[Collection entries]
• • • •
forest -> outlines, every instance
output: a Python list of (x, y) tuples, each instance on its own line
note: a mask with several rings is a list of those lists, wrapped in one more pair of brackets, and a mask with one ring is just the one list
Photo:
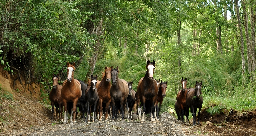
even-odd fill
[(255, 108), (255, 0), (0, 1), (0, 61), (25, 93), (37, 82), (47, 94), (53, 73), (63, 82), (68, 61), (85, 82), (118, 66), (136, 91), (150, 60), (154, 78), (168, 81), (162, 112), (186, 77), (202, 82), (209, 114)]

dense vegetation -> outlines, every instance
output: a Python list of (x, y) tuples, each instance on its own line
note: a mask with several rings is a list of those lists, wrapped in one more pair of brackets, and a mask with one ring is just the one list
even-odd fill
• • • •
> [Task description] Copy out the lines of the items above, starting from the line that contains "dense vegetation -> outlines, every instance" and continuing through the last line of the items, with both ends included.

> [Result]
dense vegetation -> outlines, every instance
output: a Python list of (x, y) tuples, each instance on its own line
note: a mask with several rings is a list of those lists, wrapped in one more pair of brackets, and a mask with one ring is just the one list
even-odd fill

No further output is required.